(GESTELLTE AUFGABE 1): Gib bitte Zeilen aus den Datenzeilen wortgetreu wieder: Beginne mit der ersten Datenzeile und höre nach der Zeile mit „Outline every instance of the tall grass.“ auf, beide eingeschlossen.

Louise Penny: Der vermisste Weihnachtsgast – Der neunte Fall für Gamache, Aus dem kanadischen Englisch von Andrea Stumpf und Gabriele Werbeck, Kampa Verlag, Zürich 2021, 563 Seiten, €18,90, 978-3-311-12030-8


„Er wusste, dass Three Pines nicht gegen furchtbare Verluste gefeit war. Gegen Kummer und Schmerz. Three Pines verfügte nicht über Immunität, sondern über die seltene Fähigkeit zu helfen. Und das war es, was ihm und den Brunels angeboten wurde. Raum und Zeit, um zu heilen. Und Trost.“

Alles beginnt mit einer imaginären Angst, die sich wie ein roter Faden durch die Handlung zieht. Audrey Villeneuve fährt in ihrem Auto zu einer Weihnachtsfeier. Sie wird auch wie das zweite Opfer in diesem absolut spannenden Roman nicht ankommen. In ihrer Vorstellung treten aus den Betonwänden des Tunnels, durch den sie fahren muss, grausige Ungeheuer. Diese Fantasiegebilde haben einen ganz realen Hintergrund, aber das klärt sich erst viele Seiten später auf. Obwohl Chief Inspector Armand Gamache nicht zuständig ist, übernimmt er den Fall, denn ihm ist bald klar, dass Audrey Villeneuve in ihrem gerade selbst geschneiderten grünen Cocktailkleid kaum von einer Brücke in den Selbstmord gesprungen ist.

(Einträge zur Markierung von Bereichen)

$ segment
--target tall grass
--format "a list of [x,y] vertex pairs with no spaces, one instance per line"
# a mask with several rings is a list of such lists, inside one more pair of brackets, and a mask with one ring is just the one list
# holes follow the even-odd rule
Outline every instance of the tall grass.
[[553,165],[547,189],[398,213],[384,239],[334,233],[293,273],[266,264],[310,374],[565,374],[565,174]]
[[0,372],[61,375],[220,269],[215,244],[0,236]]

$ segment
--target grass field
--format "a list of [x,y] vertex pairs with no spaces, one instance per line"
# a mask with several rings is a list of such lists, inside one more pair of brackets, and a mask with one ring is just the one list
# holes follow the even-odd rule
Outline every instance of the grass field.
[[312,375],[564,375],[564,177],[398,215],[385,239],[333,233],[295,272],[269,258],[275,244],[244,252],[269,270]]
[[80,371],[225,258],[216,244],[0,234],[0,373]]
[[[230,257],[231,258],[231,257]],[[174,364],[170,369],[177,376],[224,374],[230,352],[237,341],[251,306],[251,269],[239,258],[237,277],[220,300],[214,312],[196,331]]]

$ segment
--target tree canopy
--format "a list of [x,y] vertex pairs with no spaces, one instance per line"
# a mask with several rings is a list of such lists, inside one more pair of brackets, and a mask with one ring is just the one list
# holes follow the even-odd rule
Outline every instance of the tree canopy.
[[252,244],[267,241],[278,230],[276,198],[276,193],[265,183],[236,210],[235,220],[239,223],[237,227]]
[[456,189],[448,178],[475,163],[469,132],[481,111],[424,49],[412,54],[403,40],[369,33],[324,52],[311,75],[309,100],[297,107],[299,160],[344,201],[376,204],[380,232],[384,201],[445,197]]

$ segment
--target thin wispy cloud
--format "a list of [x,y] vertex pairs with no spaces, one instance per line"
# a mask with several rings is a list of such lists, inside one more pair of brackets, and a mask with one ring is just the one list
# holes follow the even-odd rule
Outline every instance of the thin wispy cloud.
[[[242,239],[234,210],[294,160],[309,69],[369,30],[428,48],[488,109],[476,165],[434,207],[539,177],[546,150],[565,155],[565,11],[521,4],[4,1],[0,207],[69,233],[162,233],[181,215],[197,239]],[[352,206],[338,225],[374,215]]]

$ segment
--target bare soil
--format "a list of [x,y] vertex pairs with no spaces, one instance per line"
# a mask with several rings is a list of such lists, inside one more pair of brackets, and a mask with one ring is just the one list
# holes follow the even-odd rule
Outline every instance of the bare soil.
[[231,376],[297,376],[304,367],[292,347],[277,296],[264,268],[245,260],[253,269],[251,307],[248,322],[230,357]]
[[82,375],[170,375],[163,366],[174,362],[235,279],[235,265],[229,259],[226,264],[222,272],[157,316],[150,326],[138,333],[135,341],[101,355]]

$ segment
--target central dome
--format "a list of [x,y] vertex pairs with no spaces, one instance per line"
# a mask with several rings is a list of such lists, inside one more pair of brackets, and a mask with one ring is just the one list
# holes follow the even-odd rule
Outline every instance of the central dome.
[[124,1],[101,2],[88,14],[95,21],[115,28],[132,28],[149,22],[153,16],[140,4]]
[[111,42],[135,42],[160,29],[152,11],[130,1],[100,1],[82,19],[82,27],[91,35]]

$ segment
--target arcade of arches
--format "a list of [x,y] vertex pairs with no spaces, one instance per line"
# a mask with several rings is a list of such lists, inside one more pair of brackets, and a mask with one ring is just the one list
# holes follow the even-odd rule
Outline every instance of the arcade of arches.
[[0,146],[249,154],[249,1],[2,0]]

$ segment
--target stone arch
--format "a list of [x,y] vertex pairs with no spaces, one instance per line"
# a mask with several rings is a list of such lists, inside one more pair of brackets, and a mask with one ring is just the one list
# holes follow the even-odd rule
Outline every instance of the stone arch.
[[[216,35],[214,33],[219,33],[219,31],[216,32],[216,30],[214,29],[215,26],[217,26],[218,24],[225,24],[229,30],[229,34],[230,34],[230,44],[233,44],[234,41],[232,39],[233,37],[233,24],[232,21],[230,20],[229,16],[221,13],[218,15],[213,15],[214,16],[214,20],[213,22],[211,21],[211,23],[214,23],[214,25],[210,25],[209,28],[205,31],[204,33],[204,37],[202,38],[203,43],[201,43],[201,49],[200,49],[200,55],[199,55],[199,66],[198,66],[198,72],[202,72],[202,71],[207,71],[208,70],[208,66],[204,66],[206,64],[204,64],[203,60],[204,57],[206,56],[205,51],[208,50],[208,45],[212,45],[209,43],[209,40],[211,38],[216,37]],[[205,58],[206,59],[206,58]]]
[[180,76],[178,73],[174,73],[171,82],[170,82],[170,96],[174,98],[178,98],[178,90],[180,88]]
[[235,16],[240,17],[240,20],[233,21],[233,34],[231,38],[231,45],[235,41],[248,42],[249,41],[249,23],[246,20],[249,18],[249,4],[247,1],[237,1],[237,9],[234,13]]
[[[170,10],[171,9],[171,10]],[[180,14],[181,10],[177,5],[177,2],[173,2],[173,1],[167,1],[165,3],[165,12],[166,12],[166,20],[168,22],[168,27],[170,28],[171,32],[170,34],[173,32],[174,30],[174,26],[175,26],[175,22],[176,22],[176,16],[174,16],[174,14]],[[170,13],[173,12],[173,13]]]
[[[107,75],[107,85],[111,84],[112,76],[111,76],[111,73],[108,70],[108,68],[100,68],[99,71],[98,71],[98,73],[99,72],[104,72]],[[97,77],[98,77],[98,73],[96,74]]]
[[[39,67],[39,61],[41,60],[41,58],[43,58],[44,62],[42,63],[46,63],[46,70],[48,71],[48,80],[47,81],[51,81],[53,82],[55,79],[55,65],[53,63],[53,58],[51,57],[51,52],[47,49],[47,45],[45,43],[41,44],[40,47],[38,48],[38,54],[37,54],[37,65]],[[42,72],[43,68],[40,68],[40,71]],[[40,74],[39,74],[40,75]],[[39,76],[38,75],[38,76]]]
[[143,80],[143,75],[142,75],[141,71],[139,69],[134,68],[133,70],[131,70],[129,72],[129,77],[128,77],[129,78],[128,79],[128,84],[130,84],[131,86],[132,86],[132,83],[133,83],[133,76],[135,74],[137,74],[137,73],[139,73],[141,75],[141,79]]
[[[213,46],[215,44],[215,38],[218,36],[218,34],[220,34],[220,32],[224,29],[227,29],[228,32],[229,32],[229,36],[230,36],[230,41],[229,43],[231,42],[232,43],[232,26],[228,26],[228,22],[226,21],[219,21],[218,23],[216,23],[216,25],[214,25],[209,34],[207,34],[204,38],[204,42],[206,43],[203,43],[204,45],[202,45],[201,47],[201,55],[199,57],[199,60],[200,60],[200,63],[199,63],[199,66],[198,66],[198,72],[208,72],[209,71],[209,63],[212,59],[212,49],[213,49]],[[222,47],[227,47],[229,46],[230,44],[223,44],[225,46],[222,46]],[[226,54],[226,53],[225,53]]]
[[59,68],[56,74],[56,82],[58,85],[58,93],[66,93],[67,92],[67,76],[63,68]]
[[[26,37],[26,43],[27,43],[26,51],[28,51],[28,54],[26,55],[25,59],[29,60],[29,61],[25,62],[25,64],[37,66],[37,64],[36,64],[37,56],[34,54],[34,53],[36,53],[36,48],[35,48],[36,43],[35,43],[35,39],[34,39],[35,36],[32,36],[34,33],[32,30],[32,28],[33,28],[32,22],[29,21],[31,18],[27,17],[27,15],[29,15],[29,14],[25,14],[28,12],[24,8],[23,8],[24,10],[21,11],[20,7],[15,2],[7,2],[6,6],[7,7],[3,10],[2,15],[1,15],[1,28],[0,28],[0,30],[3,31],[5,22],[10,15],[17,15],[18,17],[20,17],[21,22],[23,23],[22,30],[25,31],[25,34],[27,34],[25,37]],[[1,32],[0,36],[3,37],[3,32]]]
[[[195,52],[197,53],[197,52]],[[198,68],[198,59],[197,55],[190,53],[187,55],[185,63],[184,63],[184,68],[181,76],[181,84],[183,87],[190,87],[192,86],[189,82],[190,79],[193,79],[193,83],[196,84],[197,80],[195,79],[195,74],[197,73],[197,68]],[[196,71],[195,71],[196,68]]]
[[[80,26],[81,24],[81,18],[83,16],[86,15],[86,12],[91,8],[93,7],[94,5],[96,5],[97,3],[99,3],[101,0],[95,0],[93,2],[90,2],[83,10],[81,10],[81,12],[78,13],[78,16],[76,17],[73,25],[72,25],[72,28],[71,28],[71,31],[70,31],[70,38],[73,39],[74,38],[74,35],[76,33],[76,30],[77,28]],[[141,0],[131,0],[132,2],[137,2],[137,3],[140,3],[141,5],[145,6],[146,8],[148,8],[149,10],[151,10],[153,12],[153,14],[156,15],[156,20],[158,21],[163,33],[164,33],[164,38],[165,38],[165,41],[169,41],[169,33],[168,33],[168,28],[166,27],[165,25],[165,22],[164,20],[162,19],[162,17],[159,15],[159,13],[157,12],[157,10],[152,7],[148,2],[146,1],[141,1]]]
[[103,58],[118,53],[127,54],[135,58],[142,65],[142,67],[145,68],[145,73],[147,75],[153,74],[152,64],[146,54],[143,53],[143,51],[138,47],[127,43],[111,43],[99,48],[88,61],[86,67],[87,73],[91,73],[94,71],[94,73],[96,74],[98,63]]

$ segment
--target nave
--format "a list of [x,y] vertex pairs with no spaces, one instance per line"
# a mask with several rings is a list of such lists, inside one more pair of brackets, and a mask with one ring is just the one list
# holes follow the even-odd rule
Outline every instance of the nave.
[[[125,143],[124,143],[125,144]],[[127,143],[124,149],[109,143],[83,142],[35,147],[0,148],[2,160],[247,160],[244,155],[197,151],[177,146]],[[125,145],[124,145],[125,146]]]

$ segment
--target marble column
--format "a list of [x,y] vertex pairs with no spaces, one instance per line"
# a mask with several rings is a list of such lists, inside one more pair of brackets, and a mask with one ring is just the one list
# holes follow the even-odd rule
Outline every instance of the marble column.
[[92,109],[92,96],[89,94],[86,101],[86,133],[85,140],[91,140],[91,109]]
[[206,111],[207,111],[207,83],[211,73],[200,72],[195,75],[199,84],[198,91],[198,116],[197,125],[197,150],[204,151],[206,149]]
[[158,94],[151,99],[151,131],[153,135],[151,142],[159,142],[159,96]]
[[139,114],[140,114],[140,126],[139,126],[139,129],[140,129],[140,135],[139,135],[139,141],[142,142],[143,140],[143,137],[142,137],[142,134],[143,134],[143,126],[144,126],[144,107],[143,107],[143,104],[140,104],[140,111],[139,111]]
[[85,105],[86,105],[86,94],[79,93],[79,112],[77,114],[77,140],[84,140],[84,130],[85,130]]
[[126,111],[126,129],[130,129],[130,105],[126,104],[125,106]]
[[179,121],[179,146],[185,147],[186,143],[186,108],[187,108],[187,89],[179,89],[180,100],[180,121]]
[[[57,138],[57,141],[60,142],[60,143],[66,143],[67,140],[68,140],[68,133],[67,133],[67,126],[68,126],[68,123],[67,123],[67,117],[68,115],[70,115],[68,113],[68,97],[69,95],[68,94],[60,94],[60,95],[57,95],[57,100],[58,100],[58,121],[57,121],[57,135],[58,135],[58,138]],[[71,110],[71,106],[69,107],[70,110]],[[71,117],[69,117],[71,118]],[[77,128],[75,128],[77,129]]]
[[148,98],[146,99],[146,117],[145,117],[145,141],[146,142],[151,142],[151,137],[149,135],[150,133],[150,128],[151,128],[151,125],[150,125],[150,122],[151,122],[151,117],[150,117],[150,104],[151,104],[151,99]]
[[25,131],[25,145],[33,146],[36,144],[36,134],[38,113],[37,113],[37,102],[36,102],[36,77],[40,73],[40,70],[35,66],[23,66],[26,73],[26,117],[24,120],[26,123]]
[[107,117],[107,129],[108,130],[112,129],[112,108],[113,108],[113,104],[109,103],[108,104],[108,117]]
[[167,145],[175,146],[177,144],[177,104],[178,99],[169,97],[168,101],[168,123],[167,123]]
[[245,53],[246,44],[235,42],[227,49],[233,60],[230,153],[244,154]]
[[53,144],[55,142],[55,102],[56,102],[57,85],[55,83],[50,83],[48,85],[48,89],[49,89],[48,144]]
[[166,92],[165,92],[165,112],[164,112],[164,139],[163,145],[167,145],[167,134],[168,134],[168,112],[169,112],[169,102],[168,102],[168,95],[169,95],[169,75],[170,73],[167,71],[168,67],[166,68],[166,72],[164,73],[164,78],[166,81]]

(GESTELLTE AUFGABE 2): Wohin fährt Audrey Villeneuve laut der Buchbesprechung in ihrem Auto?

(LÖSUNG 1):
$ segment
--target tall grass
--format "a list of [x,y] vertex pairs with no spaces, one instance per line"
# a mask with several rings is a list of such lists, inside one more pair of brackets, and a mask with one ring is just the one list
# holes follow the even-odd rule
Outline every instance of the tall grass.

(LÖSUNG 2): Zu einer Weihnachtsfeier.